◆ To do: Transcribe all the entries word for word, omitting any pictures they contain.

◆ Data to process:
━━━━━━━━━━━━━━━━
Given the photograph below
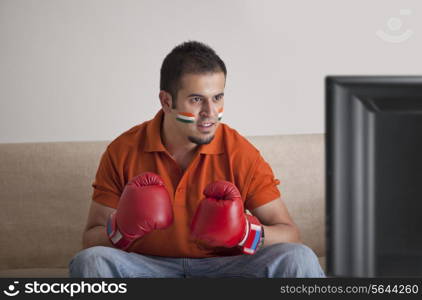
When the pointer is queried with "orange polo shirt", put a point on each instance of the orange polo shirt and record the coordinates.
(228, 157)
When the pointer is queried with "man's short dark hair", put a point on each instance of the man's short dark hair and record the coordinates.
(190, 57)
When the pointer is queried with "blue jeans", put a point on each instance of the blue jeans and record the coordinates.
(274, 261)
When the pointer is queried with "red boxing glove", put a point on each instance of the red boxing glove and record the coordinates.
(220, 219)
(144, 206)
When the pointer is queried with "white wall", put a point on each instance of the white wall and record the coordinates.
(89, 70)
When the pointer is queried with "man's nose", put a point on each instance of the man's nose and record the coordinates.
(207, 108)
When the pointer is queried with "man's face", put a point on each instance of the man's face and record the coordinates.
(199, 102)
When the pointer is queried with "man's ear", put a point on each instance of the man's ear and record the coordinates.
(166, 101)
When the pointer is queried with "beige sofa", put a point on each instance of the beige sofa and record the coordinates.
(45, 192)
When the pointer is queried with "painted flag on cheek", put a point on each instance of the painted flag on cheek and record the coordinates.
(185, 117)
(220, 114)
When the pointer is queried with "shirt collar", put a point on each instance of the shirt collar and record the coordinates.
(153, 138)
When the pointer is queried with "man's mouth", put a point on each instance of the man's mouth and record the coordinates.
(204, 126)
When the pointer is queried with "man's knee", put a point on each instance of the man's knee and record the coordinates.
(295, 260)
(90, 261)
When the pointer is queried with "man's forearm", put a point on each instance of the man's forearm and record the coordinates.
(281, 233)
(96, 236)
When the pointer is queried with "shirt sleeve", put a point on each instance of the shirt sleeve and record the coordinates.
(107, 187)
(263, 186)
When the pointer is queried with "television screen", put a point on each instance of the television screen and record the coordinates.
(374, 176)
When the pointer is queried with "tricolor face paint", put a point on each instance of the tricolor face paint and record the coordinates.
(185, 117)
(220, 114)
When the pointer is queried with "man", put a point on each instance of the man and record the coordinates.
(170, 194)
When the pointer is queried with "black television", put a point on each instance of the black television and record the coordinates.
(373, 165)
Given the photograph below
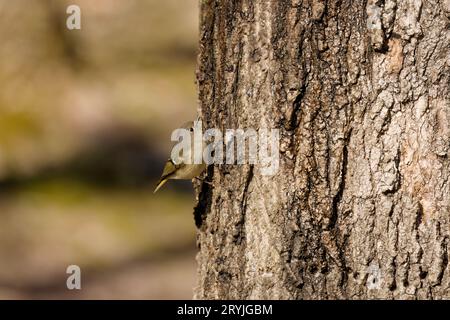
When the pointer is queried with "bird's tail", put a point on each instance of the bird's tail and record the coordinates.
(160, 184)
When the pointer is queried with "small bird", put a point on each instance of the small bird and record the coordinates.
(178, 168)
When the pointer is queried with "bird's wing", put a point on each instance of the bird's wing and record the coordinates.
(169, 169)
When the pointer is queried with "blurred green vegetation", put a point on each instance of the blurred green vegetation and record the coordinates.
(85, 123)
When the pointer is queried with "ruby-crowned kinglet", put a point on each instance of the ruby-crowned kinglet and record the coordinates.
(178, 168)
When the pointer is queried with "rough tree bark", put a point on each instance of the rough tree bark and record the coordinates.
(360, 207)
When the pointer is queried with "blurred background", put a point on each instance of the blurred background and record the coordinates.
(85, 123)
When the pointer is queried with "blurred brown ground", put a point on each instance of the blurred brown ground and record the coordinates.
(85, 123)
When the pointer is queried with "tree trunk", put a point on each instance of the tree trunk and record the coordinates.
(360, 206)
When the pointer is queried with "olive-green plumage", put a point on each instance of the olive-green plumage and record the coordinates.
(172, 170)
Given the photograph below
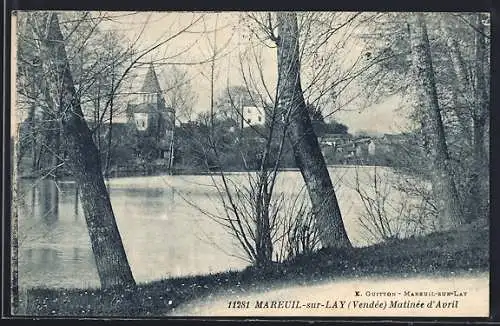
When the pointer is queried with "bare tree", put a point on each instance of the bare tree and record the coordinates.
(444, 185)
(111, 260)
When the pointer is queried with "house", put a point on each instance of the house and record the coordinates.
(253, 115)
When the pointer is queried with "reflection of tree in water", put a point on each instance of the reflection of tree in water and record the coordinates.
(49, 201)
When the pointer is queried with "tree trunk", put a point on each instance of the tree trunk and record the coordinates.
(305, 144)
(110, 257)
(443, 184)
(479, 189)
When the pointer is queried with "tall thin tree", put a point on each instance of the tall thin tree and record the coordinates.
(444, 186)
(83, 159)
(305, 144)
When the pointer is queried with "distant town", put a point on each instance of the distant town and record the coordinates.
(151, 141)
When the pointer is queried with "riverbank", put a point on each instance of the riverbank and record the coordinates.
(464, 249)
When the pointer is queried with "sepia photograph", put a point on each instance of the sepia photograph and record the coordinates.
(250, 164)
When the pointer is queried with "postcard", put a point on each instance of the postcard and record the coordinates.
(331, 164)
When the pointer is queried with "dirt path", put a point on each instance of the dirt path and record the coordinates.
(464, 295)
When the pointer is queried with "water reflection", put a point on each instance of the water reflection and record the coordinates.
(160, 219)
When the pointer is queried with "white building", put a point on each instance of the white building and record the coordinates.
(253, 115)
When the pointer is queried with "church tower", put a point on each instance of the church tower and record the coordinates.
(150, 114)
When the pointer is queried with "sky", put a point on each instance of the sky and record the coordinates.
(189, 38)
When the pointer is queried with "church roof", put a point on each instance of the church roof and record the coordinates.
(151, 84)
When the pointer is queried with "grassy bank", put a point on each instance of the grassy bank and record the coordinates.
(464, 249)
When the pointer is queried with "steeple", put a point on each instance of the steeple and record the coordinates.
(151, 84)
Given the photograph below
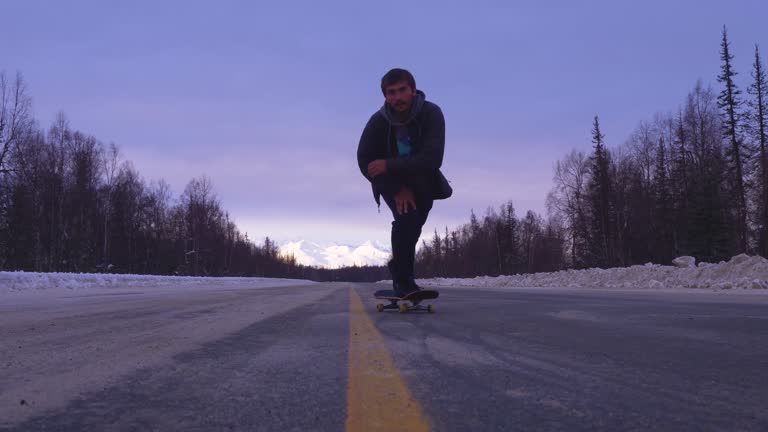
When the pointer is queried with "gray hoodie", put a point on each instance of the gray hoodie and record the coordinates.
(420, 170)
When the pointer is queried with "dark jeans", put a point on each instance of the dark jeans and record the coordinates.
(406, 230)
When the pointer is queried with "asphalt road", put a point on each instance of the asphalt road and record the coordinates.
(320, 357)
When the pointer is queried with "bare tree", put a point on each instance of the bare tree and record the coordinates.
(568, 199)
(15, 115)
(111, 162)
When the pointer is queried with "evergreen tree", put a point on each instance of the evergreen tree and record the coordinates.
(759, 127)
(729, 101)
(601, 206)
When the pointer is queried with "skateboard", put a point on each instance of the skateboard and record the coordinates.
(415, 298)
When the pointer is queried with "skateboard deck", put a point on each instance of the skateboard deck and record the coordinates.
(414, 298)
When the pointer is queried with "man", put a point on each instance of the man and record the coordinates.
(400, 153)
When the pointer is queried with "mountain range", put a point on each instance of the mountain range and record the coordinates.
(335, 255)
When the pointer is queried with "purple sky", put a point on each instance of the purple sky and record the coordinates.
(269, 101)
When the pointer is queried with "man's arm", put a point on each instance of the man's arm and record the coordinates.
(430, 157)
(366, 153)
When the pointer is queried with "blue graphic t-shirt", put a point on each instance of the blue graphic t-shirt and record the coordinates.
(404, 146)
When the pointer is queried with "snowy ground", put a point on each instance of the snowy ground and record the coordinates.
(40, 283)
(741, 272)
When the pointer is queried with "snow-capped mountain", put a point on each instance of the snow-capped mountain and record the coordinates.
(335, 255)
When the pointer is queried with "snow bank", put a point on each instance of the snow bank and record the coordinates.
(22, 281)
(742, 272)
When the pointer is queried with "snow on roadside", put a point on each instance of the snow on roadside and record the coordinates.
(25, 282)
(741, 272)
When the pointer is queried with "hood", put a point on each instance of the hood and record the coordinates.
(416, 105)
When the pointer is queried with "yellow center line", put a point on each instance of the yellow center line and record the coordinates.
(377, 396)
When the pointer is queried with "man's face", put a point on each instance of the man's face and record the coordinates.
(399, 96)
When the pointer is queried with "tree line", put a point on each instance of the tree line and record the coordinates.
(691, 182)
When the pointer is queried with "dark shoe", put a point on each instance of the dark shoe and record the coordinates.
(414, 286)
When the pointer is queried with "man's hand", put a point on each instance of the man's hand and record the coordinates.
(403, 199)
(379, 166)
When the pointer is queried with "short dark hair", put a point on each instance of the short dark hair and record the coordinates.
(395, 76)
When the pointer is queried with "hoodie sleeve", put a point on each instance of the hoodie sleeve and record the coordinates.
(430, 157)
(371, 141)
━━━━━━━━━━━━━━━━
◆ Solution to the problem:
Given the photograph below
When the pointer is queried with "orange polo shirt", put a point on each instance of the orange polo shirt and record the coordinates.
(228, 157)
When the pointer is queried with "man's short dark hair", put a point on each instance of the man's short dark hair and record the coordinates.
(190, 57)
When the pointer is queried with "blue jeans", put a point on each instance of the blue jeans and record the coordinates.
(274, 261)
When the pointer is queried with "red boxing glove", put a point on each instance of the red boxing glove and record the coordinates.
(220, 219)
(144, 206)
When the pointer is queried with "white wall", put a point on each instance of the white wall and record the coordinates.
(89, 70)
When the pointer is queried with "man's nose", put a point on each instance of the man's nose and record the coordinates.
(207, 108)
When the pointer is queried with "man's face", put a point on each instance of the man's face and record the coordinates.
(199, 102)
When the pointer is queried with "man's ear", put a point on each instance of the man's ear and record the coordinates.
(166, 101)
When the pointer is queried with "beige sofa", put a point on each instance of the beige sofa and record the coordinates.
(45, 192)
When the pointer is queried with "painted flag on cheek", put a point on each instance of the painted flag on cheek and record the coordinates.
(185, 117)
(220, 114)
When the pointer is queried with "shirt collar", put a point on each instance of the shirt collar and record the coordinates.
(153, 138)
When the pointer is queried with "man's mouth", put a point on each instance of the man's mouth and record the coordinates.
(204, 126)
When the pointer is queried with "man's knee", put a point on each instance of the man's knee and record the coordinates.
(295, 260)
(90, 261)
When the pointer is queried with "man's forearm", put a point on each instance of the man's forearm and record the coordinates.
(281, 233)
(96, 236)
When the pointer is queried with "shirt sleeve", put a point on each instance of the shirt sleeve and record the coordinates.
(107, 187)
(263, 186)
When the pointer is queried with "television screen", put a point on each instance of the television screen and record the coordinates.
(374, 176)
When the pointer is queried with "tricolor face paint", put a point on each instance of the tricolor face paint and record the coordinates.
(185, 117)
(220, 114)
When the pointer is queried with "man", put a point on each instance of the man and record the coordinates.
(170, 194)
When the pointer is queried with "black television", put a point on each instance of the black television and record the coordinates.
(373, 165)
Given the photograph below
When the pointer is queried with "bird's tail", put a point on each instance of the bird's tail and record the coordinates.
(160, 184)
When the pointer is queried with "small bird", put a point on each instance of the small bird and record the coordinates.
(178, 168)
When the pointer is queried with "bird's wing", put a point on each instance of the bird's wing and record the coordinates.
(169, 169)
When the pointer is queried with "blurred green vegetation", put a point on each instance of the blurred green vegetation and record the coordinates.
(85, 123)
When the pointer is queried with "ruby-crowned kinglet", put a point on each instance of the ruby-crowned kinglet and record the coordinates.
(178, 168)
When the pointer is queried with "rough tree bark", put a point on each instance of the rough tree bark and record the coordinates.
(360, 207)
When the pointer is queried with "blurred background", put a point on each instance of the blurred background and record the coordinates.
(85, 123)
When the pointer is queried with "blurred brown ground", put a point on each instance of the blurred brown ground and record the coordinates.
(85, 123)
When the pointer is queried with "tree trunk", put a point on each instance of the tree trunk and record the coordinates.
(360, 206)
When the pointer is queried with "olive-green plumage", put a point on each instance of the olive-green plumage and record the coordinates.
(172, 170)
Given the photograph below
When the pointer is queried with "bare tree", put a point on each instance of the bare tree and record the coordinates.
(444, 185)
(111, 260)
When the pointer is queried with "house", put a point on each instance of the house and record the coordinates.
(253, 115)
When the pointer is queried with "reflection of tree in water", put a point on each instance of the reflection of tree in water and record the coordinates.
(49, 201)
When the pointer is queried with "tree trunk", put a point on each instance of the tree trunk and record the coordinates.
(305, 144)
(110, 257)
(443, 184)
(479, 189)
When the pointer is queried with "tall thin tree", put a point on each instance of the tall thin tree and record the coordinates.
(444, 186)
(83, 159)
(305, 144)
When the pointer is queried with "distant town", put a point on each instance of the distant town and record the coordinates.
(151, 141)
When the pointer is queried with "riverbank", put a point on each instance of the riverbank and record the coordinates.
(464, 249)
When the pointer is queried with "sepia photograph", put a point on each instance of the sepia photograph and record the coordinates.
(250, 164)
When the pointer is queried with "postcard", put a point on each instance of the postcard and record the coordinates.
(331, 164)
When the pointer is queried with "dirt path", put a point on each instance of the dirt path and record the coordinates.
(464, 295)
When the pointer is queried with "water reflection", put a point on each instance of the water reflection and record the coordinates.
(160, 219)
When the pointer is queried with "white building", put a point on each instance of the white building and record the coordinates.
(253, 115)
When the pointer is queried with "church tower", put a point on each instance of the church tower and record the coordinates.
(150, 114)
When the pointer is queried with "sky", put a point on each instance of the sky and record the coordinates.
(189, 38)
When the pointer is queried with "church roof", put a point on each instance of the church roof and record the coordinates.
(151, 84)
When the pointer is queried with "grassy bank", put a point on each instance of the grassy bank and record the coordinates.
(464, 249)
When the pointer is queried with "steeple", put a point on each instance of the steeple and record the coordinates.
(151, 84)
Given the photograph below
When the pointer is queried with "gray hoodie", put a point on each instance of the gray hoodie and record the coordinates.
(420, 170)
When the pointer is queried with "dark jeans", put a point on each instance of the dark jeans and record the coordinates.
(406, 230)
When the pointer is queried with "asphalt road", put a point on each instance of the asphalt road and record the coordinates.
(320, 357)
When the pointer is queried with "bare tree", put a point on each instance of the bare tree and record the coordinates.
(568, 199)
(15, 115)
(111, 162)
When the pointer is queried with "evergreen tree", put a point on each instance of the evergreen tree and record the coordinates.
(759, 127)
(729, 101)
(601, 206)
When the pointer is queried with "skateboard", put a point on each instance of the skateboard and record the coordinates.
(415, 298)
When the pointer is queried with "skateboard deck", put a point on each instance of the skateboard deck and record the coordinates.
(414, 298)
When the pointer is queried with "man", put a point on each instance of the man and record the coordinates.
(400, 153)
When the pointer is queried with "mountain range", put a point on each instance of the mountain range and record the coordinates.
(335, 255)
When the pointer is queried with "purple sky", put a point on each instance of the purple sky and record the coordinates.
(269, 101)
When the pointer is queried with "man's arm", put a point on each instance of the man's arm and record the coordinates.
(430, 157)
(366, 153)
When the pointer is queried with "blue graphic t-shirt", put a point on each instance of the blue graphic t-shirt and record the coordinates.
(404, 146)
When the pointer is queried with "snowy ground", put a point on each instance of the snowy ground and record the coordinates.
(40, 283)
(741, 272)
When the pointer is queried with "snow-capped mountain", put a point on each instance of the snow-capped mountain and record the coordinates.
(335, 255)
When the pointer is queried with "snow bank", put a point on each instance of the snow bank and record the coordinates.
(22, 281)
(742, 272)
When the pointer is queried with "snow on roadside", put a point on each instance of the snow on roadside and record the coordinates.
(25, 282)
(741, 272)
When the pointer is queried with "hood", put a point on each instance of the hood and record the coordinates.
(416, 105)
When the pointer is queried with "yellow center line", put a point on each instance of the yellow center line and record the coordinates.
(377, 396)
When the pointer is queried with "man's face", put a point on each instance of the man's face and record the coordinates.
(399, 96)
When the pointer is queried with "tree line", put a point on each instance of the tree line and record the coordinates.
(691, 182)
When the pointer is queried with "dark shoe", put a point on each instance of the dark shoe and record the coordinates.
(414, 286)
When the pointer is queried with "man's hand", put a point on each instance of the man's hand and record the coordinates.
(403, 199)
(379, 166)
When the pointer is queried with "short dark hair", put a point on each instance of the short dark hair and record the coordinates.
(395, 76)
When the pointer is queried with "hoodie sleeve", put a point on each instance of the hoodie sleeve and record the coordinates.
(430, 157)
(371, 141)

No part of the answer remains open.